> WORK INSTRUCTION 1
Summarize the passage on paying off credit card debt in two sentences.
> WORK INSTRUCTION 2
Continue the passage on paying off credit card debt, starting after its final sentence.

::: SELECTED EXCERPT

Another option that you have is to look into some of the 0% APR credit cards that are out there. These cards will have sign up bonuses where you do not pay any interest for anywhere from 12-18 months. This can be a great option for you as you can transfer your balance from one credit card to another and allows you to focus on paying it off during that time period while you get your spending back under control. Keep in mind that these transfers fees that can be anywhere from 1-3%.

After that, the best approach to paying it off is the “snowball” method. This involves paying off the lowest balances first, which allow you to pay them off quicker since they are smaller amounts. This then frees up the money from those payments to then be allocated to the credit cards with the higher balances, creating a larger and larger “snowball”.

::::::
::: GIVEN DATA

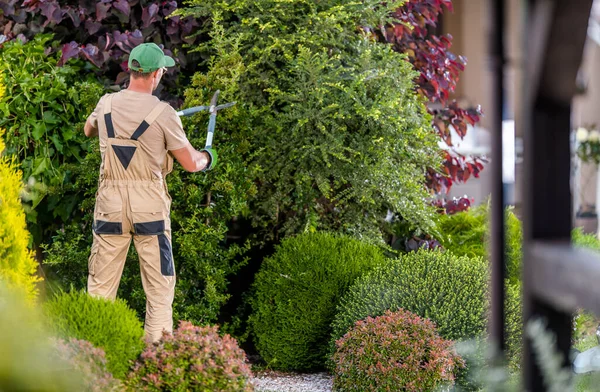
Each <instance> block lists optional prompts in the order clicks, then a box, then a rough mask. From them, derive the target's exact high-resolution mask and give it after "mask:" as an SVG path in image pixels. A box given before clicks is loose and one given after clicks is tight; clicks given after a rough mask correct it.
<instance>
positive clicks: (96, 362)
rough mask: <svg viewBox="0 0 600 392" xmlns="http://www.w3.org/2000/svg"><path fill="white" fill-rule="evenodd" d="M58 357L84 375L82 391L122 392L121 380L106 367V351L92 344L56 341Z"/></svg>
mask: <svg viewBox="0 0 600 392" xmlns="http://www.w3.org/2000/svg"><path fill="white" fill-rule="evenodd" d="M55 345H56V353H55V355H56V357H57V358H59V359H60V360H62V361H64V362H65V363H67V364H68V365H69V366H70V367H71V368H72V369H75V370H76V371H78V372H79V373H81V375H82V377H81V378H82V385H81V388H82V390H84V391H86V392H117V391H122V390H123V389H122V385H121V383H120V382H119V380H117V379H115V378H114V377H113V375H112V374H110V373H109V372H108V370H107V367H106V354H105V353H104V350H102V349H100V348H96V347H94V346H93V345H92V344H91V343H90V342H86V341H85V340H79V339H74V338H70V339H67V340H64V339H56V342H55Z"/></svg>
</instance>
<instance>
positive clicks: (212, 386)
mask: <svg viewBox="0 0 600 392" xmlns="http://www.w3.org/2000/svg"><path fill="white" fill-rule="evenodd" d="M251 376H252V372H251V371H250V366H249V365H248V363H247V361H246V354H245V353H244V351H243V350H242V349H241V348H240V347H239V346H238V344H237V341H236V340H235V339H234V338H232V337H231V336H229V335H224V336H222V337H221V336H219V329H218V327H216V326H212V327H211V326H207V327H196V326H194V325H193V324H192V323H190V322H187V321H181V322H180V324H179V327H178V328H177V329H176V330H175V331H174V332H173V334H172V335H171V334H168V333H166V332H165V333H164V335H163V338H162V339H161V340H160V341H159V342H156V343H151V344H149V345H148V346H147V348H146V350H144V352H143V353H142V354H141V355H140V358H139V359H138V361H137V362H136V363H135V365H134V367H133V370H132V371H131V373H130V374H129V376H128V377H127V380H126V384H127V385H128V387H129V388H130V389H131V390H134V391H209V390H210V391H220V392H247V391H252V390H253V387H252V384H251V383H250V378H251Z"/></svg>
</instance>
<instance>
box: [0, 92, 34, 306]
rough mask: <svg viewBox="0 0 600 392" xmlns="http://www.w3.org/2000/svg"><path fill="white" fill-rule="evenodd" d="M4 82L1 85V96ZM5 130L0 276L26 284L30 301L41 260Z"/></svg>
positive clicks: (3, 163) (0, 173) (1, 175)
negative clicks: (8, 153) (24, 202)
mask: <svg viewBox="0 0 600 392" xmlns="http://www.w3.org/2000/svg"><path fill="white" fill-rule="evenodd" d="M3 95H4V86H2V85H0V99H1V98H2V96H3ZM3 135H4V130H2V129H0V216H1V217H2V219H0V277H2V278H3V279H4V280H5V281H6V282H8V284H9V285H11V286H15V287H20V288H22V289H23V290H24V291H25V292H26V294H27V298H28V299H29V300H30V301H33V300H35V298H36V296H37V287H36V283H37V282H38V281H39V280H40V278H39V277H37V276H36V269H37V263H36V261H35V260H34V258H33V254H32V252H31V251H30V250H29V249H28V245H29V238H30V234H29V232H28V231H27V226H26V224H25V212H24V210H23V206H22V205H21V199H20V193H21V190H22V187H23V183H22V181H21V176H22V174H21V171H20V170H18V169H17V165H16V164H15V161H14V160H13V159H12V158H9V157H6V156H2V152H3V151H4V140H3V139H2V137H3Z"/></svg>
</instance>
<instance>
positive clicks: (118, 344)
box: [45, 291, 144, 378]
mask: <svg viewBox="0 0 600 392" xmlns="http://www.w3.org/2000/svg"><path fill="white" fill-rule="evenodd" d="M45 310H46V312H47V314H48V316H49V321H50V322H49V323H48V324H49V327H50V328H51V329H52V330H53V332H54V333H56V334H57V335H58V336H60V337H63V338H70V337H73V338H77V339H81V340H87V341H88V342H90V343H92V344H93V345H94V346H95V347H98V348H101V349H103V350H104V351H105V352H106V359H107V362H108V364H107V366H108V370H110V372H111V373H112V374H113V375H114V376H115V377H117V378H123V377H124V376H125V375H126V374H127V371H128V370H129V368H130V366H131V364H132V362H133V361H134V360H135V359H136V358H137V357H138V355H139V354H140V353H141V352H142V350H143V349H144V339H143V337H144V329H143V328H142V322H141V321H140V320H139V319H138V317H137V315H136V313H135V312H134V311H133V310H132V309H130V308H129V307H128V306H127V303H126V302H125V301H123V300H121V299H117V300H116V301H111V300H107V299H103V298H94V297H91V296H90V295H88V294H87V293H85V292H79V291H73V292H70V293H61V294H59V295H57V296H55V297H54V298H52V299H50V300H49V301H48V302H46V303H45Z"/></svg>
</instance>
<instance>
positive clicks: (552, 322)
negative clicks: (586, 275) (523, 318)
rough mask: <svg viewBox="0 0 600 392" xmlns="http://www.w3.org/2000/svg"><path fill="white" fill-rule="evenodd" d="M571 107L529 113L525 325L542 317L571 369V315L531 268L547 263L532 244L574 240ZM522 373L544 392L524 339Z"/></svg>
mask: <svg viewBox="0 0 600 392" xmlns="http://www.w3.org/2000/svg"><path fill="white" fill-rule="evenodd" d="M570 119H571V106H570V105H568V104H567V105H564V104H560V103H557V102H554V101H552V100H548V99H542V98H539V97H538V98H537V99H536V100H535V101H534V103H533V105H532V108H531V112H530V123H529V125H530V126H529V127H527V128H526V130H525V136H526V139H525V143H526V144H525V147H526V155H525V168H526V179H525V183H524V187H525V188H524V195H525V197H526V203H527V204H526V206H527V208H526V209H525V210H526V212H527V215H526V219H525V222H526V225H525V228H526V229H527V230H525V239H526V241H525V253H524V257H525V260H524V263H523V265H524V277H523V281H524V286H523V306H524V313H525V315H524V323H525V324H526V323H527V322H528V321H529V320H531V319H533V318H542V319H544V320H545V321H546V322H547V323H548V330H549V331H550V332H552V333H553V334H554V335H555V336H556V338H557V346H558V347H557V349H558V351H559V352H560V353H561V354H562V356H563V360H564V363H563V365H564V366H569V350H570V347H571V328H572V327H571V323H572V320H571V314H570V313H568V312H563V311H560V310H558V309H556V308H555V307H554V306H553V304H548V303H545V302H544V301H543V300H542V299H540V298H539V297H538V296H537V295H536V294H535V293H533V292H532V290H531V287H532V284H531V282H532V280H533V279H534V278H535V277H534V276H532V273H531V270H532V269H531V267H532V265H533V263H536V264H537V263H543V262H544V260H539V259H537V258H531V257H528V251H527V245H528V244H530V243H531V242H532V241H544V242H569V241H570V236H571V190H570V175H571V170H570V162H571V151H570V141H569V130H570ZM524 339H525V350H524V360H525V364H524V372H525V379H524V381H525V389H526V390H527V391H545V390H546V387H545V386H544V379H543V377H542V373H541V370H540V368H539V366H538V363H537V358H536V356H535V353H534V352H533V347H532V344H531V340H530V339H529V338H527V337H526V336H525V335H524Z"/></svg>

::::::

> FINAL ANSWER 1
One option is a 0% APR credit card, which charges no interest for 12 to 18 months and allows a balance to be transferred so it can be paid off while spending is brought back under control. After that, the passage recommends the "snowball" method, which pays off the lowest balances first and then applies the freed-up money to cards with higher balances.

> FINAL ANSWER 2
Credit cards can be a double-edged sword – on one hand, they provide a convenient way to receive rewards and benefits. However, it’s all too easy to fall into the trap of overspending and accumulating debt that can be difficult to pay off. As Proverbs 22:7 says, “The rich rules over the poor, and the borrower is the slave of the lender.” the Bible doesn’t prohibit the use of debt, but it gives us a lot of “use with caution” warnings!

By using credit cards like debit cards and only spending within our means, we can avoid falling into the trap of being a slave to our lenders. Remember, credit cards can be a useful tool if used correctly, but if we’re not careful we can become a slave to the lender!